Task prompt: Reproduce the records below, unchanged, from the line containing "Objective: one point per instance of the gray throw" through the end of the records.

## start Data shown

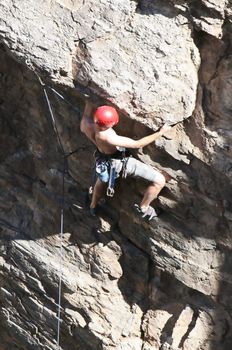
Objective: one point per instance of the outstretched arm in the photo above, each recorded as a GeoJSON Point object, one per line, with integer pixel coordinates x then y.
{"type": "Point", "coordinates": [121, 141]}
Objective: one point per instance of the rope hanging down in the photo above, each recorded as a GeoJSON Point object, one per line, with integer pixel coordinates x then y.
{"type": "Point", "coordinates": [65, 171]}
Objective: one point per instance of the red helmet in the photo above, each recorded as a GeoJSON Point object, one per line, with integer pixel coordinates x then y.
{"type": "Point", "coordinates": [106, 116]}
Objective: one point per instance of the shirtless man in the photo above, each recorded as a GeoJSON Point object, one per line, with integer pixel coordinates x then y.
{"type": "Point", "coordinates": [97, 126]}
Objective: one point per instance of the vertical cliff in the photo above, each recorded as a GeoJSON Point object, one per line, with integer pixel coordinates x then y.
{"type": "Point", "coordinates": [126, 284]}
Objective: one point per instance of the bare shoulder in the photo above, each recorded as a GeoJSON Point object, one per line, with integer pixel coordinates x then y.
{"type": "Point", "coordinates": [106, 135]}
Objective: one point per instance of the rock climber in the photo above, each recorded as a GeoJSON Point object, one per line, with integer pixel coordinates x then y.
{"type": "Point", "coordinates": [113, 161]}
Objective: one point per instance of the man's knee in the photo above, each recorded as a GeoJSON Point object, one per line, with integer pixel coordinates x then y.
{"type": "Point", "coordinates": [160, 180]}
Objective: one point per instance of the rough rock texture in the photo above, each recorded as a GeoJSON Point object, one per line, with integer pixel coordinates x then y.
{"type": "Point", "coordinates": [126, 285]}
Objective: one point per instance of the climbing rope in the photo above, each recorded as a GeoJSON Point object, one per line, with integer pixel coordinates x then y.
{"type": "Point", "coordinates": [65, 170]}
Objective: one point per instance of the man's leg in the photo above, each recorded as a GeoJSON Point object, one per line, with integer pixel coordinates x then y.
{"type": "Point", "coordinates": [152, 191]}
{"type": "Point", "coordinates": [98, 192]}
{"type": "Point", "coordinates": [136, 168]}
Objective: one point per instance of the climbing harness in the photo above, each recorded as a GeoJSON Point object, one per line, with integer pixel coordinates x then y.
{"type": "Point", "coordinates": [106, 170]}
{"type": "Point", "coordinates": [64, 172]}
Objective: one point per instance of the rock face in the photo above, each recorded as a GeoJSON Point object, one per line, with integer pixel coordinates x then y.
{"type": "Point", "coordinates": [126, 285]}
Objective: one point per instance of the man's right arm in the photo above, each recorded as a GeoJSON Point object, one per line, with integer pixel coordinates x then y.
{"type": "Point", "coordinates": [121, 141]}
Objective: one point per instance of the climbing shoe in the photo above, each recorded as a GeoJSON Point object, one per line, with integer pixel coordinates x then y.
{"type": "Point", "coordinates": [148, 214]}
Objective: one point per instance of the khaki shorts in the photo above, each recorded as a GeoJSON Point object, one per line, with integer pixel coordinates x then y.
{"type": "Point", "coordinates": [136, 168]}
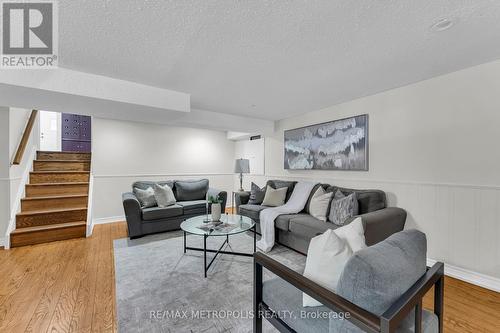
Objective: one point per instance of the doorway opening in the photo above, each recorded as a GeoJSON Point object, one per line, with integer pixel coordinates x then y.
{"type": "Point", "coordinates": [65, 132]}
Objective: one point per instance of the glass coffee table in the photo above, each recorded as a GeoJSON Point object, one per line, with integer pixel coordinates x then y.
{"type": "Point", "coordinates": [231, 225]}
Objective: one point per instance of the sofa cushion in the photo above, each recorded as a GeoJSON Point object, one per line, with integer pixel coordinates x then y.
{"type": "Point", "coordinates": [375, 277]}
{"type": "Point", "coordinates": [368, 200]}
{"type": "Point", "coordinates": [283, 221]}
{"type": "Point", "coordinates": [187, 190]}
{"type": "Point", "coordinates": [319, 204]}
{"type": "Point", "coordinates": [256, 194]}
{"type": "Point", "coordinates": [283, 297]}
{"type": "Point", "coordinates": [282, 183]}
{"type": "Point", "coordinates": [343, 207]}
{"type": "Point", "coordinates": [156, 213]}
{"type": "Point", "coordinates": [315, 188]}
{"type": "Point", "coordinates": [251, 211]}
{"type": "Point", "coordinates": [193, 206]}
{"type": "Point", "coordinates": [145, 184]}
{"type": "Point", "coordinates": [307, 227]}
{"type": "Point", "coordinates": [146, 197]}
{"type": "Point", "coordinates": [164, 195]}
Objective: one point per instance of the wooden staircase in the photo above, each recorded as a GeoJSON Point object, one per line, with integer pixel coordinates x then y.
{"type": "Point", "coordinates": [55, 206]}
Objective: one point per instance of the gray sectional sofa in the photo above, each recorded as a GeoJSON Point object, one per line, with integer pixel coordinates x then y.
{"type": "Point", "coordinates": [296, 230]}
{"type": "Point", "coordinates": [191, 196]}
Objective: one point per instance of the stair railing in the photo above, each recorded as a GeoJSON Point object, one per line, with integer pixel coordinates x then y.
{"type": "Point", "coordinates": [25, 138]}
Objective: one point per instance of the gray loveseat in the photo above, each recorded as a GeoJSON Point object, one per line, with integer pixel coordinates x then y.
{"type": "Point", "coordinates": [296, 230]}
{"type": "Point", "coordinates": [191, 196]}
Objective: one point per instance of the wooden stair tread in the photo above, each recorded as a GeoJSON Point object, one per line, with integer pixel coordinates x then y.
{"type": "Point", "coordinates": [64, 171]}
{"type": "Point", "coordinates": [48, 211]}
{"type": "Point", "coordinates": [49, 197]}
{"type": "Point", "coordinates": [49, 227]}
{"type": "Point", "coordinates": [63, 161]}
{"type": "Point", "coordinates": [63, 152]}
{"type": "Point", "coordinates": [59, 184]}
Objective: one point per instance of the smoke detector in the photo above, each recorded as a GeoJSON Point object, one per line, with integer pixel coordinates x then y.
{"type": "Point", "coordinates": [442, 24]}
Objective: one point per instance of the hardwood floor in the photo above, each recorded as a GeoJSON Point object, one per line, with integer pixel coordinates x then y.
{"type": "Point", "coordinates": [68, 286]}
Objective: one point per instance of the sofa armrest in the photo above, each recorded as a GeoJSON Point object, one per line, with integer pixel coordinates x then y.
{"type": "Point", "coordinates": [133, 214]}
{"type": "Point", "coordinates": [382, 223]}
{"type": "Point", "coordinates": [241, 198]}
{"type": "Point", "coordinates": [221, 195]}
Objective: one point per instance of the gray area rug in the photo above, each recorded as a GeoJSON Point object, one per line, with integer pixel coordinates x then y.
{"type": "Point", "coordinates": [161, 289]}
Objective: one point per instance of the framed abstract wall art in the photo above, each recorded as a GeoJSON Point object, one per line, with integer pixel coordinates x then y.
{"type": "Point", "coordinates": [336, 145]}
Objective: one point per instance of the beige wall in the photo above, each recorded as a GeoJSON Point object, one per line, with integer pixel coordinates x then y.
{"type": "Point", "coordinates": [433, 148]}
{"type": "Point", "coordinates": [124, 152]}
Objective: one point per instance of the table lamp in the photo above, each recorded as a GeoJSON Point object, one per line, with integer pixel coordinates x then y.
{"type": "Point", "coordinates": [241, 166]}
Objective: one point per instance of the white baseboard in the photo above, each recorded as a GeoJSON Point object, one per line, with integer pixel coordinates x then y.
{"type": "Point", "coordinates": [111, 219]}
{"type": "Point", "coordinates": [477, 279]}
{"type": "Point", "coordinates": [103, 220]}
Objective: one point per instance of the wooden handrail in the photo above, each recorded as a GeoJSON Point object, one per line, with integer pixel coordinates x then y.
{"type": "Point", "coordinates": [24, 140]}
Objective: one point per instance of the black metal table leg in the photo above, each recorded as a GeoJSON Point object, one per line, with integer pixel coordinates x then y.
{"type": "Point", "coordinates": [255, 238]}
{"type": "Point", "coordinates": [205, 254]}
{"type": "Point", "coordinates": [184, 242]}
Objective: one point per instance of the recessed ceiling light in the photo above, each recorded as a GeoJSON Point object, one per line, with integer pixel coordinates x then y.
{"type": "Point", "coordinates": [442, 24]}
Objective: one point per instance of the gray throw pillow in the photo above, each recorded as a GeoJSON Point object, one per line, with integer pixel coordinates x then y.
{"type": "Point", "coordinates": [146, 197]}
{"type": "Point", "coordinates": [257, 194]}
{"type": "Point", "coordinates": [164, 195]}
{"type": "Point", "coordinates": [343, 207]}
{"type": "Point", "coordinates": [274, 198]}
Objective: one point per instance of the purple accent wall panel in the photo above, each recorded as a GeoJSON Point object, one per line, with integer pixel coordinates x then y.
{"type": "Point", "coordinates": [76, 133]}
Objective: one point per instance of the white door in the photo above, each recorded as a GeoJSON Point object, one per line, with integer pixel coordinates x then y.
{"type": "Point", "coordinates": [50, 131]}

## end Data shown

Answer for this exercise:
Objective: one point per instance of the gray throw pillow in the photo above, each recorded as a GeoJSON Point object, one per line, with integer pixel coordinates x then y.
{"type": "Point", "coordinates": [146, 197]}
{"type": "Point", "coordinates": [257, 194]}
{"type": "Point", "coordinates": [164, 195]}
{"type": "Point", "coordinates": [343, 207]}
{"type": "Point", "coordinates": [274, 198]}
Objective: one point per instance of the purple accent wall panel in the photo above, each recorded as a GeoJSON Point object, one per line, with integer pixel coordinates x then y.
{"type": "Point", "coordinates": [76, 133]}
Objective: one point per instance of the white door in the photo above, each recorded as a GeoJSON Point object, one per line, with integer pixel coordinates x then y.
{"type": "Point", "coordinates": [50, 131]}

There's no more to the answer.